→ ИСХОДНЫЙ ТЕКСТ
* * * * * * *

Пишут, что одним из свершений революции было то, что она сбросила с женщин оковы корсета. Вернее было бы сказать, что революция почти сбросила с женщин одежду. В Париже, которому подражала вся Европа, женщины в наполеоновские времена носили шмиз – легкое платье с большим декольте и поясом под грудью. В этом тоже была революция: при «старом строе» дамы нещадно затягивались в корсеты, сооружавшиеся из кожаных и металлических пластин, китового уса и дерева. В корсете дама была как в панцире. Можно только попытаться представить разницу ощущений: ведь шмиз шился из легких полупрозрачных тканей (белые батист и муслин, перкаль, газ, креп), вес его составлял всего лишь 200–300 граммов. Поначалу из соображений пристойности под шмиз одевали розовое трико. Однако скоро французские дамы стали пренебрегать трико, оставаясь под платьем совсем голыми. (Жозефина Богарне для пущего эффекта опрыскивала свои платья водой – чтобы ткань липла к телу).
Так как шмиз больше всего напоминал ночную рубашку, парижане в те времена говорили: «Нашим дамам достаточно одной рубашки, чтобы быть одетыми по моде». Эта мода называлась «нагой». (Интересно, что нынешняя мода – топики, открывающие живот и грудь, называется «порно-шик»). Русский писатель Коцебу, побывавший в Париже в 1804 году, писал: «Туалеты, которые сейчас здесь считаются сдержанными и элегантными, сто лет тому назад не разрешались даже женщинам легкого поведения».
Правда, легкие одеяния даже в европейском климате приводили к простудам и чахотке – одна парижская газета советовала тем, кто желает встретиться с модницами, посетить кладбище Пер-Лашез. (Ситуацию спасали кашемировые шали. Моду на них ввела императрица Жозефина – ей шали были присланы Бонапартом в подарок из Египта).

* * * * * * *

→ ФРАГМЕНТ ДАННЫХ

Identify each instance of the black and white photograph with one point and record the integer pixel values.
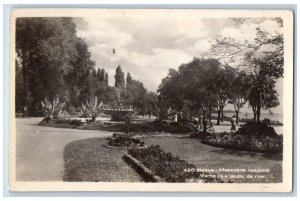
(151, 100)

* * * * * * *

→ УСЛОВИЕ ЗАДАНИЯ
Сколько, согласно исходному тексту, весил шмиз?

→ ОТВЕТ НА ЗАДАНИЕ
Всего 200–300 граммов.